# [What you will do]
A stretch of the entries below is to be set down exactly, running from the line with "Target: shirt pocket" through the line with "Target: dry grass", both included, and no other line.

*** Study material Section Begins ***

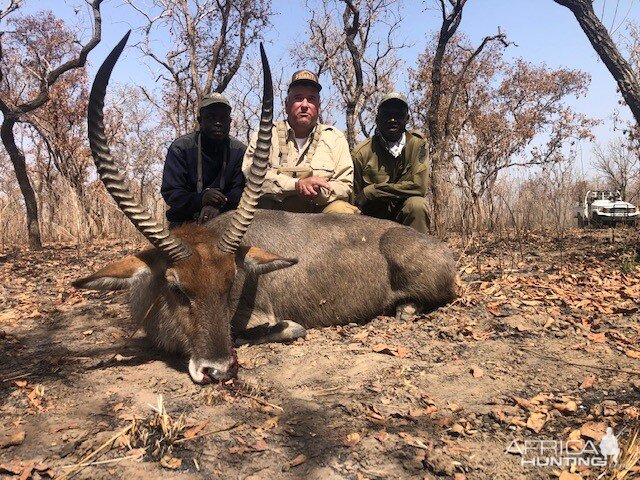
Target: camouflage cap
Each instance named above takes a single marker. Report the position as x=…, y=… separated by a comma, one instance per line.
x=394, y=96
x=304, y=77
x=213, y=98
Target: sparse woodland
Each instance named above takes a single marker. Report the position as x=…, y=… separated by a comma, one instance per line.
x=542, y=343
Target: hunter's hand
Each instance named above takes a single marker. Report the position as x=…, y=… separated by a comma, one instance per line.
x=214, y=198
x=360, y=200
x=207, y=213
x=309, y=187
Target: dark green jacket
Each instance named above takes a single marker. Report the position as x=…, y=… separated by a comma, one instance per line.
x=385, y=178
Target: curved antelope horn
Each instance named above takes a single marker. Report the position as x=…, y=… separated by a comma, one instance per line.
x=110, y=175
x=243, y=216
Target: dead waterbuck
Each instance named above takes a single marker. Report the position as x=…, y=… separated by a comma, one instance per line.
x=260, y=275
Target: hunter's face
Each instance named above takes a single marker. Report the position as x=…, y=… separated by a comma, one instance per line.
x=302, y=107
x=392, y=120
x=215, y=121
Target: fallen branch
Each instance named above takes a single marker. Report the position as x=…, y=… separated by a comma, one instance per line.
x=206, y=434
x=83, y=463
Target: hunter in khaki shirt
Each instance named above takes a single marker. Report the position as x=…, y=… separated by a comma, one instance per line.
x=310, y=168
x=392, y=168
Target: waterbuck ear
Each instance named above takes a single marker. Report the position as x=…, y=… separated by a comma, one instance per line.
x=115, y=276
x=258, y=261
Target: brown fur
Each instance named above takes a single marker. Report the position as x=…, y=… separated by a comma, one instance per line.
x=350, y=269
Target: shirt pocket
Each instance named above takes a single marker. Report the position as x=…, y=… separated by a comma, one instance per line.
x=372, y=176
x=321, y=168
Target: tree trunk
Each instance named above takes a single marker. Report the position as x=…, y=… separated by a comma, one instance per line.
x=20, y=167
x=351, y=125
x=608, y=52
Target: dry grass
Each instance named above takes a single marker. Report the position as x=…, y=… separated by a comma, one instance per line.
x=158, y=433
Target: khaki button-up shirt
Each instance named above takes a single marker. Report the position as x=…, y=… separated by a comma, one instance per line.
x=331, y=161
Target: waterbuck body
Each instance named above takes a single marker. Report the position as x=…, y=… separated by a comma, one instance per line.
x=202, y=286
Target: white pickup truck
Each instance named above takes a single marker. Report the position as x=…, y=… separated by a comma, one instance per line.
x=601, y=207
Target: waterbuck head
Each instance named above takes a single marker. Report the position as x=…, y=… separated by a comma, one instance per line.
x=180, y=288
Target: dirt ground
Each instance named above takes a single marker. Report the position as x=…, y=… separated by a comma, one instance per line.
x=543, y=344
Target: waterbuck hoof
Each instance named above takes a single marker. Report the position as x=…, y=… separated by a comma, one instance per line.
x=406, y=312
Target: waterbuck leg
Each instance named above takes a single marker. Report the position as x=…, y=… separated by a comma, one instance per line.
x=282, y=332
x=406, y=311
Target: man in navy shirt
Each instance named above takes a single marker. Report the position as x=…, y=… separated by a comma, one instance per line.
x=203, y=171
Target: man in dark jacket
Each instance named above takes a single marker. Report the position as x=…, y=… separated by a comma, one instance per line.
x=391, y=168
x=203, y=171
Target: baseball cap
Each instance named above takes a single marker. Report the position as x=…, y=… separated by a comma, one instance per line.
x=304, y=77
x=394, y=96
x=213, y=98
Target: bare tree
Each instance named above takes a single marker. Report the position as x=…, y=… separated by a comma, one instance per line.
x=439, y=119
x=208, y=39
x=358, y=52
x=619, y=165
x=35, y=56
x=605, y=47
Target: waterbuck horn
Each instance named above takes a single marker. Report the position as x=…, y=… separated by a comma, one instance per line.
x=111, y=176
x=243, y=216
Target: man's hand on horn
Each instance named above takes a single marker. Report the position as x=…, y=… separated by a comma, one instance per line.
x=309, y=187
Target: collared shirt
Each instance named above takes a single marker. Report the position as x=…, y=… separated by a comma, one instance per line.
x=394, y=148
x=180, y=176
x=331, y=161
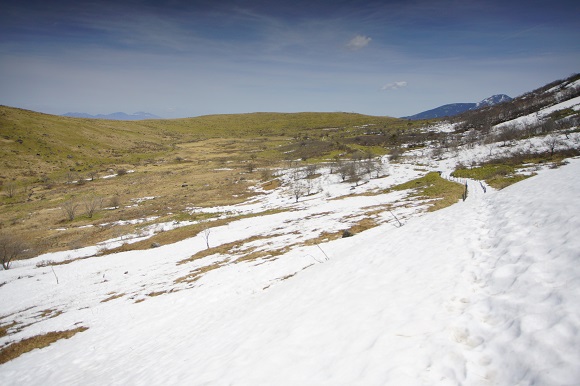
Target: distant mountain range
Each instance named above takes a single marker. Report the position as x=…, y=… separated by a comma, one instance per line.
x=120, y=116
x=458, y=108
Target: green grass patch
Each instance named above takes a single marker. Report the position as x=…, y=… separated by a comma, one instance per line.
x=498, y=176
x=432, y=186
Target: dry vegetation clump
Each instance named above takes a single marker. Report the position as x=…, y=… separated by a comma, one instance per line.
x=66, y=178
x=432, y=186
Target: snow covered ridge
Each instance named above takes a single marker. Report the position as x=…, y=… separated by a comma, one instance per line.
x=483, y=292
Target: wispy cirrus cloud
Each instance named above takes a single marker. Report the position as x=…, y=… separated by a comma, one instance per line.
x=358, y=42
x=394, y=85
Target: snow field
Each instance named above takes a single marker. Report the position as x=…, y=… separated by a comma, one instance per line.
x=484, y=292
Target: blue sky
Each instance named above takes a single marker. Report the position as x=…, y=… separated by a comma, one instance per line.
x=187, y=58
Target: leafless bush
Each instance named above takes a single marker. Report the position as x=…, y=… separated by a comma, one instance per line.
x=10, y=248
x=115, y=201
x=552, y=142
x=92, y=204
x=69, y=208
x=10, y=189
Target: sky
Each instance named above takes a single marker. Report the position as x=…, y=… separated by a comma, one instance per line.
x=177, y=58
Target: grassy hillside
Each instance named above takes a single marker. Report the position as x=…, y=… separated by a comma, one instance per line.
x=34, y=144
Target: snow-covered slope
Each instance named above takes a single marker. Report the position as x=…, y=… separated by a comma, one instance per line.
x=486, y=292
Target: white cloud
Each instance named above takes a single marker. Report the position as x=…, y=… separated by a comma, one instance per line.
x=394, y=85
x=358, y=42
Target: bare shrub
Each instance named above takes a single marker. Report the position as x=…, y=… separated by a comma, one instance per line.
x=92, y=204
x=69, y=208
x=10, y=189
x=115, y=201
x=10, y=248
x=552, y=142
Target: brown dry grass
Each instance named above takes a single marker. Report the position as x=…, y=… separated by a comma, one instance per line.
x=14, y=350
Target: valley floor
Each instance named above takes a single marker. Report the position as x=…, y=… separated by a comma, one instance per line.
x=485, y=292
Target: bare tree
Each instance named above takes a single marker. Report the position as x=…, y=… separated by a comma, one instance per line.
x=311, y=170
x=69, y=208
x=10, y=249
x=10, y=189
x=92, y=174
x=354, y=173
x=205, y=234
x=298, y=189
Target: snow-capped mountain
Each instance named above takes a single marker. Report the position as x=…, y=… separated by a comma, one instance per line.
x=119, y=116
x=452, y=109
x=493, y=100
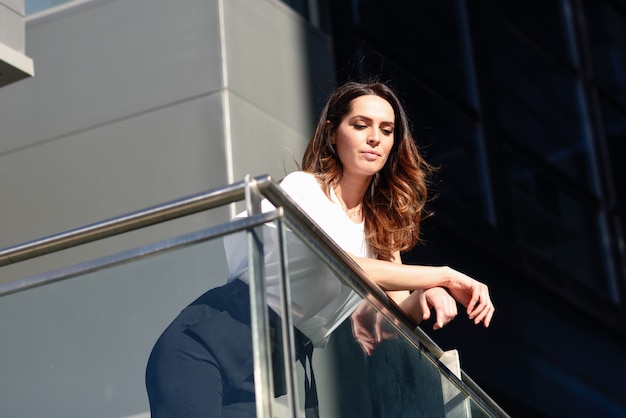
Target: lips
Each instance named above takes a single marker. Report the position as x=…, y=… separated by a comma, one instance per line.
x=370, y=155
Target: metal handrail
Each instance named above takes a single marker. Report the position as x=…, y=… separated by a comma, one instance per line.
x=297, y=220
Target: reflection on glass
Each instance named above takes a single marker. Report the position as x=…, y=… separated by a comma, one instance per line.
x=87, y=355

*** Study material Section Ends ***

# [Written reply]
Target: shirt pocket
Each instance named above takes a single marker. Report the position as x=…, y=… separated by a comma, one instance per line.
x=372, y=176
x=321, y=168
Target: tree trunk
Each instance named above takes a single marker. Report the position as x=…, y=… separated by a comma, one instance per line.
x=20, y=167
x=351, y=125
x=608, y=52
Target: dry grass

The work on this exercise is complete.